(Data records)

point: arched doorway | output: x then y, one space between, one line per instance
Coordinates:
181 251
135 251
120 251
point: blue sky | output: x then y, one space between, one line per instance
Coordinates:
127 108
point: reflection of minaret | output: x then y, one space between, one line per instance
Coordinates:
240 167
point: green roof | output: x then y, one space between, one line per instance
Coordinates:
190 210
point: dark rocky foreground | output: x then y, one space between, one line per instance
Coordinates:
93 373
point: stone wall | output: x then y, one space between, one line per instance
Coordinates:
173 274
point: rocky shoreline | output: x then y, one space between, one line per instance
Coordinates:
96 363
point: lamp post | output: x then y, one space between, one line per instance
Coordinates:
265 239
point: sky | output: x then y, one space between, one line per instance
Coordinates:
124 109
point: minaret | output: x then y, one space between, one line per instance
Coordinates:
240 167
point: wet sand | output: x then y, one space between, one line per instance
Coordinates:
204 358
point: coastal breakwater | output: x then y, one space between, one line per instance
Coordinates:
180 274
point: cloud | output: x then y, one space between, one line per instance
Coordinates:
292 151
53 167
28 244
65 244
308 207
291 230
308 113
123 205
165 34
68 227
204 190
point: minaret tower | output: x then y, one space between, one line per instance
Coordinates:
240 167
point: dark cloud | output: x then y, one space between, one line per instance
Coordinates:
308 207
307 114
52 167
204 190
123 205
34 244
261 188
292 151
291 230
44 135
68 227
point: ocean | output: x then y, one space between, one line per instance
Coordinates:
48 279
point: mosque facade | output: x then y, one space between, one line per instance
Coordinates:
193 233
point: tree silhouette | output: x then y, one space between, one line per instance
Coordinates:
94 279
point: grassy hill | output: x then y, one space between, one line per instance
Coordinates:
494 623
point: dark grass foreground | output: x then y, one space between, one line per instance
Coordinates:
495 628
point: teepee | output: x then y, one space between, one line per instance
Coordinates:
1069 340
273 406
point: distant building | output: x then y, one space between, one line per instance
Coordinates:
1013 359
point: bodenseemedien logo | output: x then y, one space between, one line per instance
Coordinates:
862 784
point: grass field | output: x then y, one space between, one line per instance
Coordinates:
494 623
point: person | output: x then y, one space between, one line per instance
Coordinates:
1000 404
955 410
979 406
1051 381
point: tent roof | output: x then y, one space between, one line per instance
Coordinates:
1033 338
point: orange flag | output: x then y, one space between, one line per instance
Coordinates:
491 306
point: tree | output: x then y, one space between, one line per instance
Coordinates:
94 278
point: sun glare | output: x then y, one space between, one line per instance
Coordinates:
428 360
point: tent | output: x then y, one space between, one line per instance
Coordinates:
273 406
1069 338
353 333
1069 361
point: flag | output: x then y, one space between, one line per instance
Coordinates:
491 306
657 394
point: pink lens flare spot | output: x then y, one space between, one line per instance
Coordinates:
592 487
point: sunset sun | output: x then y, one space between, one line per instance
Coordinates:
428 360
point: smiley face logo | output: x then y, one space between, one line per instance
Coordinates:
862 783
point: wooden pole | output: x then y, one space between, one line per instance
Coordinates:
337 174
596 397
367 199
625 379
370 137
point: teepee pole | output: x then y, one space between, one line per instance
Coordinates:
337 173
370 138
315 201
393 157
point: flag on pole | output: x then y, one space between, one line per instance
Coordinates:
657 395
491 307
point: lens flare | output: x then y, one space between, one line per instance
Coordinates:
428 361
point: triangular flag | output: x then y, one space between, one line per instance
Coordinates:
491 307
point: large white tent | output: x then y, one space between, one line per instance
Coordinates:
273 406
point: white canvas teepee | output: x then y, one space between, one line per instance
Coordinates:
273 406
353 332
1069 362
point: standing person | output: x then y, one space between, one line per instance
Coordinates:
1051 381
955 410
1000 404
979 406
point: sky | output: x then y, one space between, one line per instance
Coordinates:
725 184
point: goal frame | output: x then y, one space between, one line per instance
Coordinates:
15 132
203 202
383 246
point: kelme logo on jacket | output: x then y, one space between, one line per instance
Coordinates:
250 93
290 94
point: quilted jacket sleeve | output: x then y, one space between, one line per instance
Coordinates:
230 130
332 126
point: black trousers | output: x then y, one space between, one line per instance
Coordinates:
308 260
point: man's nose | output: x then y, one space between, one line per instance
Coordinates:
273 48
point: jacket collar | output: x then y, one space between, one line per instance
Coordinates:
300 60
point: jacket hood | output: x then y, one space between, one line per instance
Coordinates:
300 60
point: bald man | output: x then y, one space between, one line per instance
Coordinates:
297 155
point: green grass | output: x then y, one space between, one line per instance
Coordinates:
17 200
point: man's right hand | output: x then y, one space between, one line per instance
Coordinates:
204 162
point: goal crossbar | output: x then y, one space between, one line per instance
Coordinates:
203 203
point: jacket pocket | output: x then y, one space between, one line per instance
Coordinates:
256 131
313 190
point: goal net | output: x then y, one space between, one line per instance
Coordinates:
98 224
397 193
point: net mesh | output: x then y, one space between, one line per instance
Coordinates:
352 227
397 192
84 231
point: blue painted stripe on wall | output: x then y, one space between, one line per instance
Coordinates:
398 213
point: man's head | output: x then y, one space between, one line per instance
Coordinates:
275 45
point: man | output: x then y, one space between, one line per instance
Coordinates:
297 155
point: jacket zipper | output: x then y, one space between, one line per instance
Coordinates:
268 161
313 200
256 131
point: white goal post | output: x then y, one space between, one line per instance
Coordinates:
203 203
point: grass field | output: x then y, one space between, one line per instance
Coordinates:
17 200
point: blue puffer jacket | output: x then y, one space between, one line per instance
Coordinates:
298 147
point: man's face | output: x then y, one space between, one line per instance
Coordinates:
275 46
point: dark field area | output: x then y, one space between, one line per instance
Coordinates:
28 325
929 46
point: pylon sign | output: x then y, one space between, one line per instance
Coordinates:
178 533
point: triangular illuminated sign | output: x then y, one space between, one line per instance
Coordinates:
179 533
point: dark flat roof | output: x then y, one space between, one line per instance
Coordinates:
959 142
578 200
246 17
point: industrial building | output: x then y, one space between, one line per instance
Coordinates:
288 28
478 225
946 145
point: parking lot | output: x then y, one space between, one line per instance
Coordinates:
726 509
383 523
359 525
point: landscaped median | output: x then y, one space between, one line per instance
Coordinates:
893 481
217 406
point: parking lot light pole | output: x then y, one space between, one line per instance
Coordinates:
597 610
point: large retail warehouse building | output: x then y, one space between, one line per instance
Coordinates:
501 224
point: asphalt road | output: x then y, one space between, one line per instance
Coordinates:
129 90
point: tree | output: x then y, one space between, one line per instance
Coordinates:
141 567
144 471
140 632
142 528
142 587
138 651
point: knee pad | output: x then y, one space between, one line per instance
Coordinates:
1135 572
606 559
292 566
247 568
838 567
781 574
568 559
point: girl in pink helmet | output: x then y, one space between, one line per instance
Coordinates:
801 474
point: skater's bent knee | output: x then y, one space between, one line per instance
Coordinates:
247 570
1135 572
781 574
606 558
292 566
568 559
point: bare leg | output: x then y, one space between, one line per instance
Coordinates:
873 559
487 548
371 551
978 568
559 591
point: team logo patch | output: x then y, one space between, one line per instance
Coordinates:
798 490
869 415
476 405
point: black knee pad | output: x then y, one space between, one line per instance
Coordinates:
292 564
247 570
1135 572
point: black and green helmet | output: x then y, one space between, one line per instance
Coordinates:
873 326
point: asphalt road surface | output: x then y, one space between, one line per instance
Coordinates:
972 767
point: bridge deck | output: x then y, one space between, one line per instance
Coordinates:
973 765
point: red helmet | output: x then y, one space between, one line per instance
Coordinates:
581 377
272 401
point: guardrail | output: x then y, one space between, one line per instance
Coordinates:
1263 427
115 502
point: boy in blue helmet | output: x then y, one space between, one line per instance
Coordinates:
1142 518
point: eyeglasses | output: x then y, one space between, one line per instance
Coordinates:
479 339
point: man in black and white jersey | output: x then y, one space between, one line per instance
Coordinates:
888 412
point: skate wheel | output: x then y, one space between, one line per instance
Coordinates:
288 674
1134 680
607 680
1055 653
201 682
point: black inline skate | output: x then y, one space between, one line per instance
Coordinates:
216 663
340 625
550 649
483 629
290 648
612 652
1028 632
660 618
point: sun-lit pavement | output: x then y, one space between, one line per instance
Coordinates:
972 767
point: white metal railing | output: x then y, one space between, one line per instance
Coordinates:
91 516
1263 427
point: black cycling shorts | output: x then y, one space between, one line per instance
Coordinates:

__What to do__
Copy the entries word for word. Start at the first line and end with the line containing "point: minaret |".

__Your solution__
point: arched doorway | output: x then y, one space between, one line per instance
Coordinates:
181 251
135 251
120 251
point: blue sky | output: x then y, one space between, one line per instance
Coordinates:
127 108
point: reflection of minaret | output: x then y, one space between, one line per instance
Coordinates:
240 167
point: green roof | output: x then y, one space between, one line per instance
Coordinates:
190 210
point: dark rocky foreground | output: x then y, one space between, one line per instance
Coordinates:
93 373
point: stone wall | output: x then y, one space between, one line per instance
Coordinates:
173 274
point: rocky shoreline | output: x then y, one space between, one line per instance
Coordinates:
96 363
point: lamp post | output: x then y, one space between, one line per instance
Coordinates:
265 239
point: sky | output: x then y, one space between, one line per instance
Coordinates:
124 109
point: minaret | output: x then y, one space between, one line per instance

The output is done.